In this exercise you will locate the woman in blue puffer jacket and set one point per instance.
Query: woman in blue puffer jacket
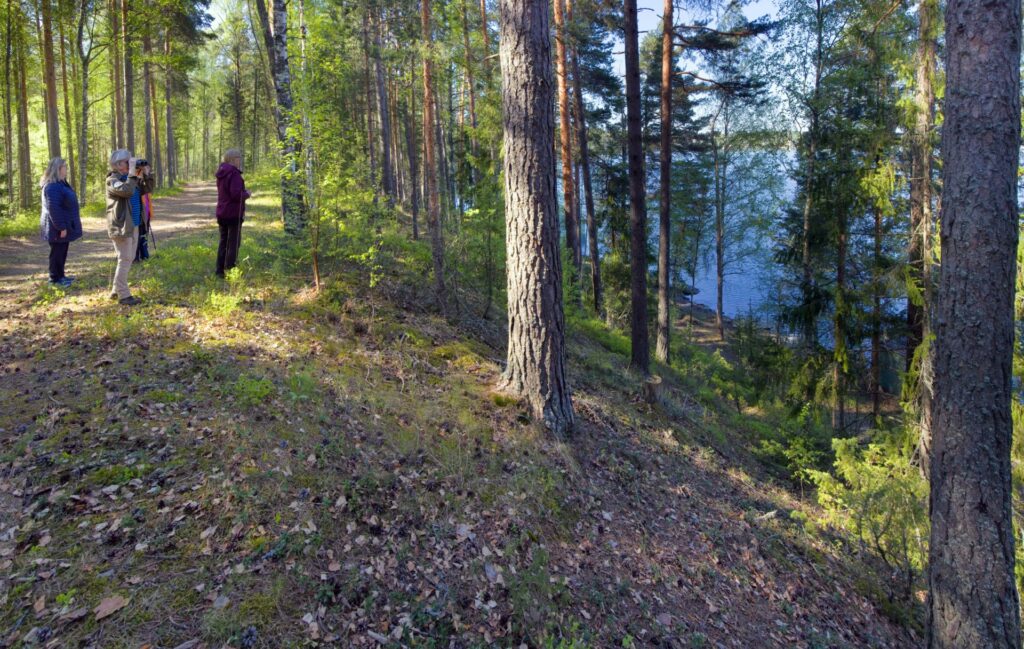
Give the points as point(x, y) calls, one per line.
point(59, 222)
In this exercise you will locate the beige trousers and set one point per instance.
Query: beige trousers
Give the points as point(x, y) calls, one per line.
━━━━━━━━━━━━━━━━━━━━━━━━━━━━━━
* YOUR INSTRUCTIONS *
From the first record to the last, copy everything exactly except the pictures.

* RESULT OF THIS EXERCISE *
In this exercise you will locate the woman in blue puffer jacket and set one point per instance.
Query: woman in blue puffer jacket
Give the points as point(x, y) calls, one per line.
point(59, 222)
In this exercise you will locate the beige trousers and set one point per instance.
Query: beige trousers
Give the points as point(x, y) calls, one per line.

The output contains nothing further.